» Entries from a point annotation set
_ _ _ _ _ _ _

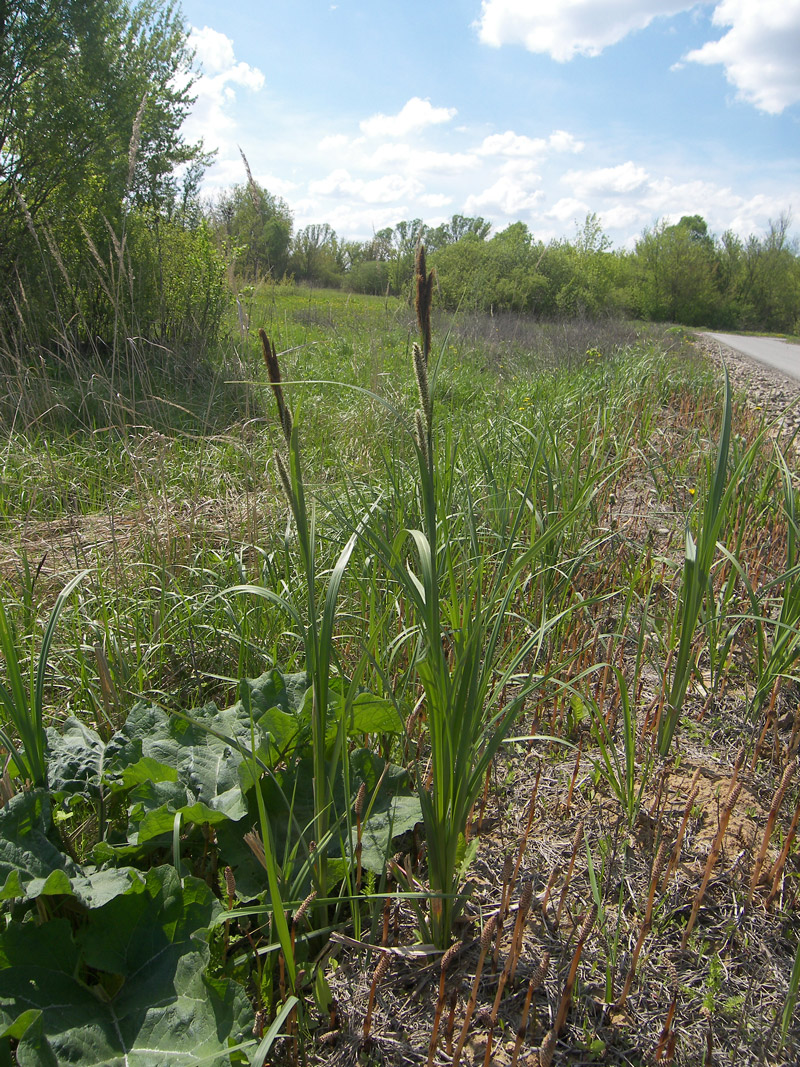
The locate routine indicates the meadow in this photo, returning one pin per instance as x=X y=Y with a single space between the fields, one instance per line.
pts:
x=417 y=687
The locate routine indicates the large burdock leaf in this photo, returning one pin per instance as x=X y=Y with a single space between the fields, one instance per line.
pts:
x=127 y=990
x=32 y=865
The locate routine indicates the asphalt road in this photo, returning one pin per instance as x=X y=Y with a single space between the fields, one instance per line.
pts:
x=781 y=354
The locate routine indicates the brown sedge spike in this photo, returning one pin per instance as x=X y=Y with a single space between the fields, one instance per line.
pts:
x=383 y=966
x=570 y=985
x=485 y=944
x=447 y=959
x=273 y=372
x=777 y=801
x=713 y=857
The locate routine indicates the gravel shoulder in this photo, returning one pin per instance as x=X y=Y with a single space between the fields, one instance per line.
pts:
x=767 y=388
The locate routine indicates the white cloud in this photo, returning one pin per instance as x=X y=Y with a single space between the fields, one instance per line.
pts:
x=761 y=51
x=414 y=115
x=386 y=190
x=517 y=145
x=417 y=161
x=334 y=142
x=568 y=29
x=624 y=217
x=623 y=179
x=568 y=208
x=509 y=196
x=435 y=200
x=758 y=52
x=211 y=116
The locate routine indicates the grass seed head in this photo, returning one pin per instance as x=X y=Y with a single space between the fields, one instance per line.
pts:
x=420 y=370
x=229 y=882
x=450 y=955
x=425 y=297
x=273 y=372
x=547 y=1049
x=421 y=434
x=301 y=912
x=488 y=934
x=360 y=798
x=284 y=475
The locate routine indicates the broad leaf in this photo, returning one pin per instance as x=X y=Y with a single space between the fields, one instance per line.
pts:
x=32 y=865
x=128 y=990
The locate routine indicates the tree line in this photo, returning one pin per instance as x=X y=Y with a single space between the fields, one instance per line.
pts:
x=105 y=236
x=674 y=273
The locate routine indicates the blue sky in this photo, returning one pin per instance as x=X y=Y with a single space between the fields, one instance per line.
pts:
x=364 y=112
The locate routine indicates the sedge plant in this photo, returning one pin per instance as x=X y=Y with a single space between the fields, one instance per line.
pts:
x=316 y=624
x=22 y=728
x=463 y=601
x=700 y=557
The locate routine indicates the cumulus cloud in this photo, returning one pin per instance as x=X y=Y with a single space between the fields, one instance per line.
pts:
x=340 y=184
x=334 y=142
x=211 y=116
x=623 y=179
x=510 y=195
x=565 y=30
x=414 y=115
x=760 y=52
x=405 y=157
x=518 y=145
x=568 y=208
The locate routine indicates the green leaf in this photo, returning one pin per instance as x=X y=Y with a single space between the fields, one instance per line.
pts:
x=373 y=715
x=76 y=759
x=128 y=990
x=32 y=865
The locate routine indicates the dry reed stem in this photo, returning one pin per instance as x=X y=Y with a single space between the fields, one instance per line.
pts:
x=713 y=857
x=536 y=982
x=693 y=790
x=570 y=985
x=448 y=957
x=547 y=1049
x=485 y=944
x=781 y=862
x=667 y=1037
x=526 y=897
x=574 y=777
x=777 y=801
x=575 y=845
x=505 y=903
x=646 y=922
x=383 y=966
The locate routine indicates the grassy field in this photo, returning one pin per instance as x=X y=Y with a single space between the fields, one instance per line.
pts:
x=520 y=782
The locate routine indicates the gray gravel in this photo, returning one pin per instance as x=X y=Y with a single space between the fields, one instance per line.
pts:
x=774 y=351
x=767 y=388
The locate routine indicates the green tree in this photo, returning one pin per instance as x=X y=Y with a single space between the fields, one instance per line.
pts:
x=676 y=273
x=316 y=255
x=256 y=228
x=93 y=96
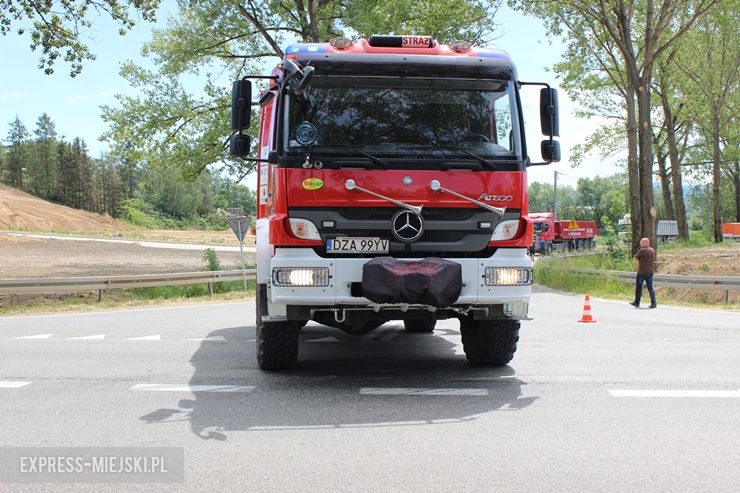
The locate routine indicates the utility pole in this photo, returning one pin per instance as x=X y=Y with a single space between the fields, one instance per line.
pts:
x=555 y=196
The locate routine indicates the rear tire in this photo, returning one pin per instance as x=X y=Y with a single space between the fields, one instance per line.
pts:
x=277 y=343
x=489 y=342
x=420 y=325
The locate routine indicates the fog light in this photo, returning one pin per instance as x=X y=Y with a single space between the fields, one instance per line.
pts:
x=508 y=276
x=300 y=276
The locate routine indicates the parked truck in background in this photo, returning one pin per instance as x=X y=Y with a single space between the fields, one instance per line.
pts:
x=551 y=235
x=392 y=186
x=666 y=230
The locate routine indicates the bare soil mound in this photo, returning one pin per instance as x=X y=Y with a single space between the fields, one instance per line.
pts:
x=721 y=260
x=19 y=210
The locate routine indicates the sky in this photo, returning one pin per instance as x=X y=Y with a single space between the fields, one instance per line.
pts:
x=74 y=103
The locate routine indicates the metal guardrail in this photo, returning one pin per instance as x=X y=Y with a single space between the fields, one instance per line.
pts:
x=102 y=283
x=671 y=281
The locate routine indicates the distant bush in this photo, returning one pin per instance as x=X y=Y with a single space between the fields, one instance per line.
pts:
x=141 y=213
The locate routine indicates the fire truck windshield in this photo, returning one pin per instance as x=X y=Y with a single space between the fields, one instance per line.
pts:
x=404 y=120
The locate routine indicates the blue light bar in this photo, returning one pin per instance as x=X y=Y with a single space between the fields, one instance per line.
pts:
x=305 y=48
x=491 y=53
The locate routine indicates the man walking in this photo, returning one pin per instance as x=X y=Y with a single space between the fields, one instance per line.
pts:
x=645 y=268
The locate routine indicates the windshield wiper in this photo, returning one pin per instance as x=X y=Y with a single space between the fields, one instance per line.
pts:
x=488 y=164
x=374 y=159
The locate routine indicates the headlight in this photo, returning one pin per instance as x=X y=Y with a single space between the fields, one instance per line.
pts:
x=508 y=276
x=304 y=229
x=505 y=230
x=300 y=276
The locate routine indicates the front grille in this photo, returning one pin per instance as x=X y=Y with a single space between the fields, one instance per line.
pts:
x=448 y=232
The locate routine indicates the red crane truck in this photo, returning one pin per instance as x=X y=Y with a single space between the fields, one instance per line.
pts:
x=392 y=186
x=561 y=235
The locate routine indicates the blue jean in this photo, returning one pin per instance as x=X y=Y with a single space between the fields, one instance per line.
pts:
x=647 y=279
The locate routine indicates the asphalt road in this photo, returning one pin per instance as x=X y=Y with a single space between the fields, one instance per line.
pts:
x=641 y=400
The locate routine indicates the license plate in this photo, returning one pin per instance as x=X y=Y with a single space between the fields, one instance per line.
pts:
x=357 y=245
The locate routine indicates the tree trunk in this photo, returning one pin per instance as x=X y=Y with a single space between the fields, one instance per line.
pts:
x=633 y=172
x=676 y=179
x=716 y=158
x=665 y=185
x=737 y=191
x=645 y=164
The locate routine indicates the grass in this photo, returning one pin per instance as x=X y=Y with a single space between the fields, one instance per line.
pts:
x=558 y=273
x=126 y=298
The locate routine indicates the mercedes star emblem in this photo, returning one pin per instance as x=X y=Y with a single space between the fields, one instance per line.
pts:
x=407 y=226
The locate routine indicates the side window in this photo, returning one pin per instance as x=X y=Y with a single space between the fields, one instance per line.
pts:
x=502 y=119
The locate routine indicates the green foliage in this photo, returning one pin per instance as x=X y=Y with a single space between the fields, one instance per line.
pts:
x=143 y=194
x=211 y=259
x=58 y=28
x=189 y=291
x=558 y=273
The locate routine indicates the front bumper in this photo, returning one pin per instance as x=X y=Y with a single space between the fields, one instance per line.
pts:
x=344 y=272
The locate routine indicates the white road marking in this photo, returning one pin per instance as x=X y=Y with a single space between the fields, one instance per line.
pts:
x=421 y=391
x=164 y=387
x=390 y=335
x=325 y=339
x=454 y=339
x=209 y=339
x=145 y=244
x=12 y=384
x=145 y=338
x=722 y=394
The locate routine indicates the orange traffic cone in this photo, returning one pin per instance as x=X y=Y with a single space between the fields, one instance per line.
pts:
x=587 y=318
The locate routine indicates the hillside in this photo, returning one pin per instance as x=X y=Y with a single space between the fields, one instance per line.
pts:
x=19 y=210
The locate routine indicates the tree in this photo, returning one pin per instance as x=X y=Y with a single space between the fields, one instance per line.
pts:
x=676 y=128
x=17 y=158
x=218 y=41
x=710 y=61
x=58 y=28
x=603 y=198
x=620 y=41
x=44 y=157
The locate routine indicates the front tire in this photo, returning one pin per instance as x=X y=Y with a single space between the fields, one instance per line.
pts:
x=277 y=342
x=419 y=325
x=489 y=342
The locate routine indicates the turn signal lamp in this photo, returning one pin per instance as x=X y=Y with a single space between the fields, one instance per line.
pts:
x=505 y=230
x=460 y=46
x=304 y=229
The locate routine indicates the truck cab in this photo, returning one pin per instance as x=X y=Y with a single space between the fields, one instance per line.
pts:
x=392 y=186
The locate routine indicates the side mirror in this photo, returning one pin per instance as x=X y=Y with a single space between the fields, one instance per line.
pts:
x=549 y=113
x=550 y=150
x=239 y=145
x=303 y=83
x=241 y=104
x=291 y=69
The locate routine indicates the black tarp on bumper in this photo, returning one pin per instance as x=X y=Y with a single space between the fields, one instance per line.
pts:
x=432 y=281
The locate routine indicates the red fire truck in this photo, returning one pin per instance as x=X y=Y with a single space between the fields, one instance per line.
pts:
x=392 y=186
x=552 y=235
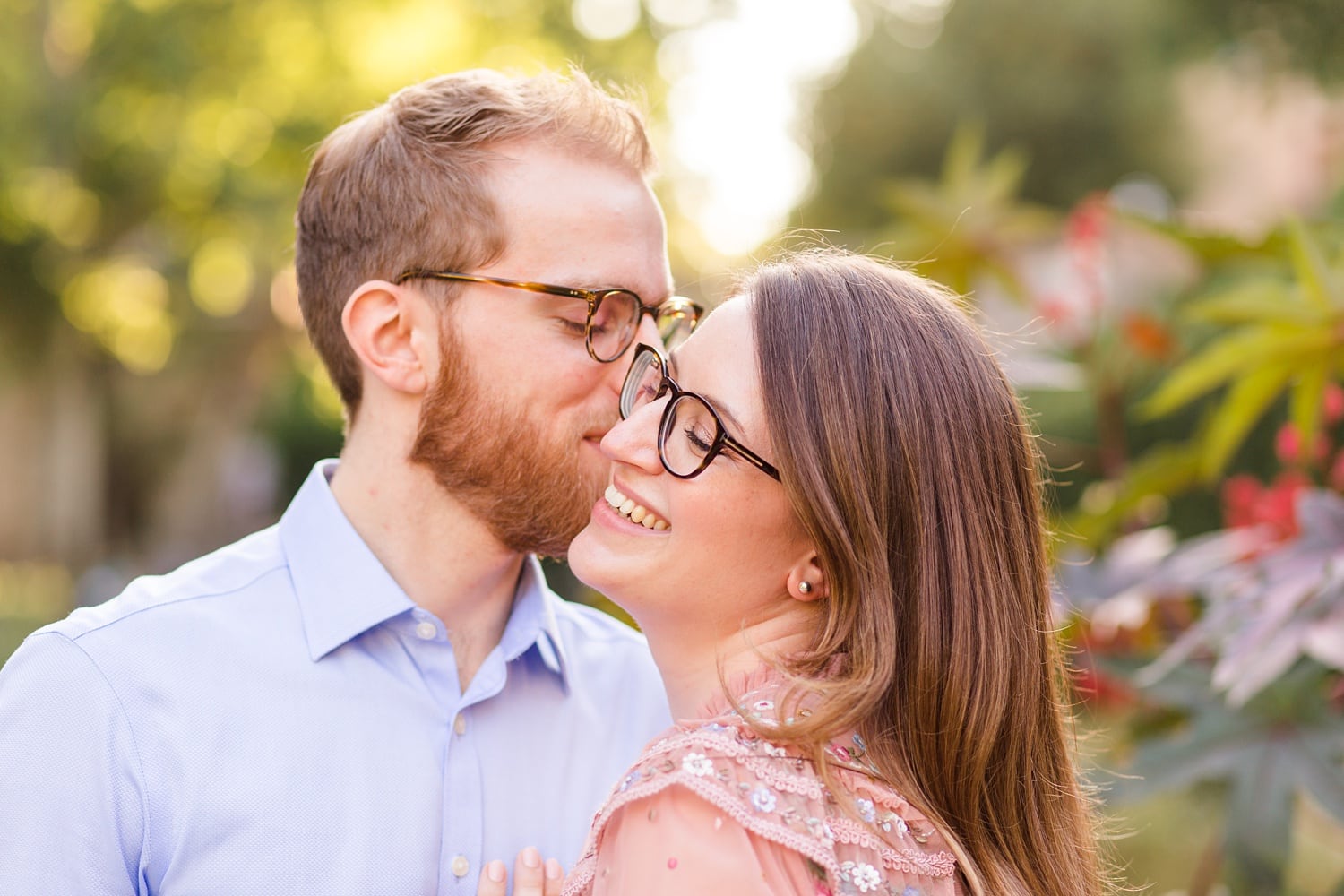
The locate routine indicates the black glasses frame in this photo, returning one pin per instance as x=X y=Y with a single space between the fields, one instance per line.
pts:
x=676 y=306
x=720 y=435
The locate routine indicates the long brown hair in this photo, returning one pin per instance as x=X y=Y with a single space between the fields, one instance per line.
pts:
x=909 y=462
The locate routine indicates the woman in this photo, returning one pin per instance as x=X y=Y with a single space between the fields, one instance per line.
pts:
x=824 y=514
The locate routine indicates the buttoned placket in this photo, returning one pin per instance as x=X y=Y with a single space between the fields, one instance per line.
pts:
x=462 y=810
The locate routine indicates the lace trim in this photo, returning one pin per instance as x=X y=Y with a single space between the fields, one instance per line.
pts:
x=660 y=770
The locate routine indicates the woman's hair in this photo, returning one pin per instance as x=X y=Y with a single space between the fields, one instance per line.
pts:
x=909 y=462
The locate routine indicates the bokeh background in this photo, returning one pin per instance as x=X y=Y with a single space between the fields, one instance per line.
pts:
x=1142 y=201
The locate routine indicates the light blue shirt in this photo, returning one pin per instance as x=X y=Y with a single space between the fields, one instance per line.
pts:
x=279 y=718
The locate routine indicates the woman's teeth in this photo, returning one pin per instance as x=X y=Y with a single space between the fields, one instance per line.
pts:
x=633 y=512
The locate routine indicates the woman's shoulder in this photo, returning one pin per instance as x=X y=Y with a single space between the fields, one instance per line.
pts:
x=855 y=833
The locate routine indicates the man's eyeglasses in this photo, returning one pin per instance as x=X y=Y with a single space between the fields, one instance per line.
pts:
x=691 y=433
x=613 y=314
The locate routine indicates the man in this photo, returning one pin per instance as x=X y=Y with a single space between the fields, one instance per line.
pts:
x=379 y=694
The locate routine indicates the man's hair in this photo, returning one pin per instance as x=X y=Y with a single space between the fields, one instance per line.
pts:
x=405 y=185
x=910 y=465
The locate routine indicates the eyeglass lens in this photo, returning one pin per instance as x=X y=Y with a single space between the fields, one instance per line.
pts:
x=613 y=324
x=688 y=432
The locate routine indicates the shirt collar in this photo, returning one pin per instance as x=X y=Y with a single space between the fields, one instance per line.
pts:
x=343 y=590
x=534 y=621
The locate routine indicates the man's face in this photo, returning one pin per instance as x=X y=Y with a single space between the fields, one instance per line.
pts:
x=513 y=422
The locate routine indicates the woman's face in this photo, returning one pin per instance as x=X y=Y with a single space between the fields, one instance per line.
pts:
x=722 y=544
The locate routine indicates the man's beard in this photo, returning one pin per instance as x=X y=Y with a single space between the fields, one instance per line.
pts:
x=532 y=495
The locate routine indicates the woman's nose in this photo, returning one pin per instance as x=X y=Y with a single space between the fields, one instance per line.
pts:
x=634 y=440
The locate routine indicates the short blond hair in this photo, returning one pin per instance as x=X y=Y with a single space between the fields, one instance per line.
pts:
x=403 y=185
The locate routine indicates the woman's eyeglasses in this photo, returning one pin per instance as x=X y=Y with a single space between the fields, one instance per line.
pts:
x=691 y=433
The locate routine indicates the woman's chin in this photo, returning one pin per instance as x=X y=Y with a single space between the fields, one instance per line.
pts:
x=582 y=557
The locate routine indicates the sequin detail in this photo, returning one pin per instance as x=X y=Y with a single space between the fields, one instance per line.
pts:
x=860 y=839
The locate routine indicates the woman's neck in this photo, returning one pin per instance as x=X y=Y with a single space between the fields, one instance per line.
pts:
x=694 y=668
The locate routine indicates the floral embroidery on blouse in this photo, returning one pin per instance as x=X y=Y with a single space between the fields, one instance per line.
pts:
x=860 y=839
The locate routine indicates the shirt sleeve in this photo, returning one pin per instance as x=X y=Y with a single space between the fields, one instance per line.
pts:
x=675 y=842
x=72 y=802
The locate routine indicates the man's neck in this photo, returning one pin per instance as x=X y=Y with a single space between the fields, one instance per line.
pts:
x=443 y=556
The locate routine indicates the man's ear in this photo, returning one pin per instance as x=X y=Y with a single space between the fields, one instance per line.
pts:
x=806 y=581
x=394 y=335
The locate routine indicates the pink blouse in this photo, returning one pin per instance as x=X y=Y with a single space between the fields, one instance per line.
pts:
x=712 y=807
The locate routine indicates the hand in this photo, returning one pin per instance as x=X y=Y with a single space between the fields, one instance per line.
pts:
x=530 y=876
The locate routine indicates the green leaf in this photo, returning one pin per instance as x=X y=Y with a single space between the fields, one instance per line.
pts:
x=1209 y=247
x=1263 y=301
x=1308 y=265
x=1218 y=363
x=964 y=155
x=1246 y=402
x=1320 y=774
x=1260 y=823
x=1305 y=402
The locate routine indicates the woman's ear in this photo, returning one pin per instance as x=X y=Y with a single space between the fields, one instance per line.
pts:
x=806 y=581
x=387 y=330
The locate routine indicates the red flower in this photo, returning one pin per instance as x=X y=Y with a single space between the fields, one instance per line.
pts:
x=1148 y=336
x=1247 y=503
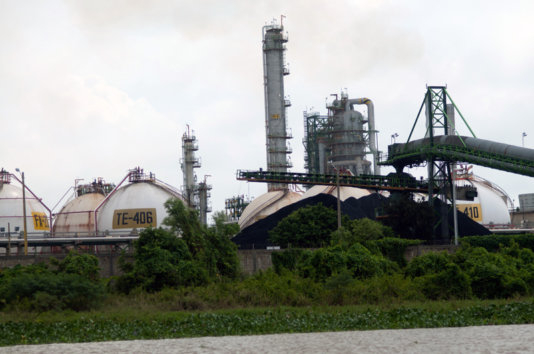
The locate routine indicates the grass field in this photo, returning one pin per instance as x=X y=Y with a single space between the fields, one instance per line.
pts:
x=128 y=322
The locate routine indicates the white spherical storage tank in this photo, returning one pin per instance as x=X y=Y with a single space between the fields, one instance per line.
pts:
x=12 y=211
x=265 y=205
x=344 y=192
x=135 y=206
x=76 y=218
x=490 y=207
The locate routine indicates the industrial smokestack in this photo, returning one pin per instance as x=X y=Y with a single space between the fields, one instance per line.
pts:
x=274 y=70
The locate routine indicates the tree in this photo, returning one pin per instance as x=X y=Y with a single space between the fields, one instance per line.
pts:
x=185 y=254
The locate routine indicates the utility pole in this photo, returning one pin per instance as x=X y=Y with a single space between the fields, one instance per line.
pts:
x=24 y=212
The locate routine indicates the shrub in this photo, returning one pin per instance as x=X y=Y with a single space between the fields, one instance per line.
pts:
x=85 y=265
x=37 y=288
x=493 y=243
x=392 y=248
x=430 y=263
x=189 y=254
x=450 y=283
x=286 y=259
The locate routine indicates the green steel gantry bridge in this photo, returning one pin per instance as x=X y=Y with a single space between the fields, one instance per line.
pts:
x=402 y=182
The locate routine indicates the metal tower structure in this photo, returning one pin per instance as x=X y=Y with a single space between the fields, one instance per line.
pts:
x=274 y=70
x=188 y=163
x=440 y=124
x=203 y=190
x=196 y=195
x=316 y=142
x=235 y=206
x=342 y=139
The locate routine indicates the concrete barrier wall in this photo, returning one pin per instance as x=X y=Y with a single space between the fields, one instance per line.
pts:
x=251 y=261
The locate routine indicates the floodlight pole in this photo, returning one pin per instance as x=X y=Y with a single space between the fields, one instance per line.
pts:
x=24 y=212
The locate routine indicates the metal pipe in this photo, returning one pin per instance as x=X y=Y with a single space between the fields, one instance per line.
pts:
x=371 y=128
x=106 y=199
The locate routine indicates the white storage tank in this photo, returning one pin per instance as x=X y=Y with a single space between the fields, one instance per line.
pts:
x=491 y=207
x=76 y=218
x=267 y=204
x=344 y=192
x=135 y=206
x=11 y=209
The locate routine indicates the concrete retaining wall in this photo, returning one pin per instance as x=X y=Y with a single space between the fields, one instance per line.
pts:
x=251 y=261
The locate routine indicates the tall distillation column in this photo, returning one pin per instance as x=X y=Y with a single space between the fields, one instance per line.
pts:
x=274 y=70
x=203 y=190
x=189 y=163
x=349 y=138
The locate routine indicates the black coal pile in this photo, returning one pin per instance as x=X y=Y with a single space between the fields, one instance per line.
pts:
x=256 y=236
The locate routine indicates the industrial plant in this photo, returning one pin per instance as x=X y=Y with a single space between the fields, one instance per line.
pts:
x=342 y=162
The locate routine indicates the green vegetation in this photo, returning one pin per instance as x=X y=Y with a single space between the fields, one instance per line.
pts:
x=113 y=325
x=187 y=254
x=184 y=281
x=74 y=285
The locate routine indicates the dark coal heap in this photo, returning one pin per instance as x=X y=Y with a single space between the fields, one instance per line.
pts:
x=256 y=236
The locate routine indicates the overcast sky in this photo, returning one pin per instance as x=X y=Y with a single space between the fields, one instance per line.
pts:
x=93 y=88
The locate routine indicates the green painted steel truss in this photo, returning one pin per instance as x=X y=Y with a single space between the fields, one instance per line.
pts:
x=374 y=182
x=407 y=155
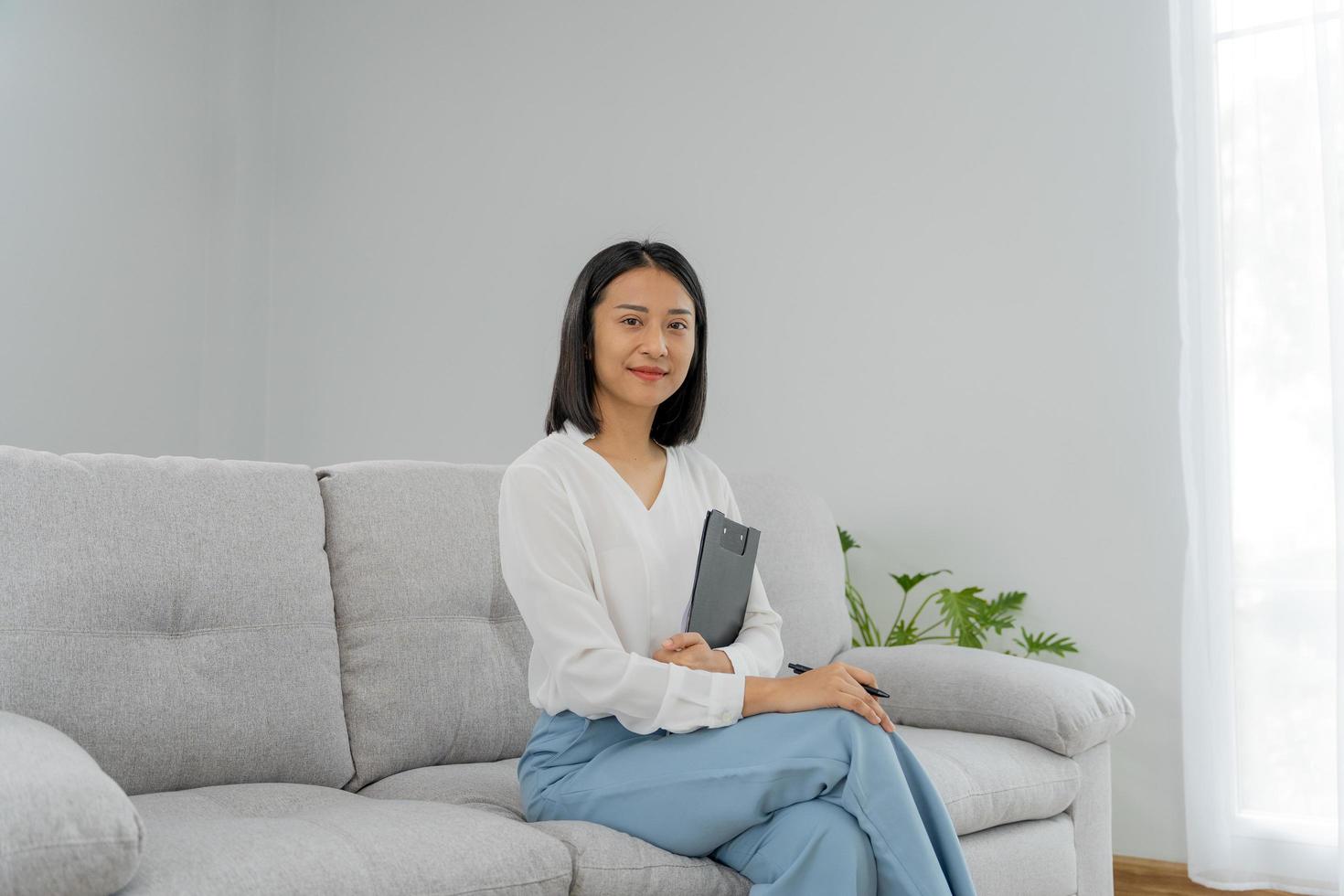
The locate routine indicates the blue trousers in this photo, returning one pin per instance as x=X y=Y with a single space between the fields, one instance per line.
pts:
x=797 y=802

_ _ _ _ _ _ _

» TASK
Reproduce word for word the part of the material that opens with the line containing "The locate routine indicates the side mirror" and closes with the line containing "x=660 y=770", including both of those lines. Leave the pictures out of your copy.

» FINAL RESULT
The locate routine indicates the side mirror in this photo, returning one pin per instance as x=X y=Y with a single space between the fields, one instance per line.
pts:
x=549 y=113
x=550 y=150
x=239 y=145
x=303 y=83
x=241 y=104
x=291 y=69
The locate routine indicates the black tarp on bumper in this photo, returning one pin per instance as x=X y=Y with a single space between the fields, one instance per line.
pts:
x=432 y=281
The locate routine indicates the red fire truck in this photo, returning one pin per instance as x=X y=Y with a single space between the fields, one instance per line.
pts:
x=392 y=186
x=552 y=235
The locate routine indicates the black glasses frame in this photo, returning one pin per instance as x=X y=Y with a single space between the fields, one instance per line.
pts:
x=676 y=306
x=720 y=435
The locate routine indicates the long brown hair in this photo, returning one pin per instance as x=X y=Y with a single space between the fields, one instance per line.
pts:
x=909 y=462
The locate routine indicates the woman in this photo, returning one pin per instance as x=X y=Y with a single space between the fields, one instance per line.
pts:
x=824 y=514
The locate routine indicates the buttoned placket in this photo, returning one pin per instance as x=X y=Y with a single space between the fields, one instance per line.
pts:
x=462 y=810
The locate routine indicates the lace trim in this photo, returning one pin per instance as x=X y=Y with a single space between the fields, one instance per line.
pts:
x=660 y=770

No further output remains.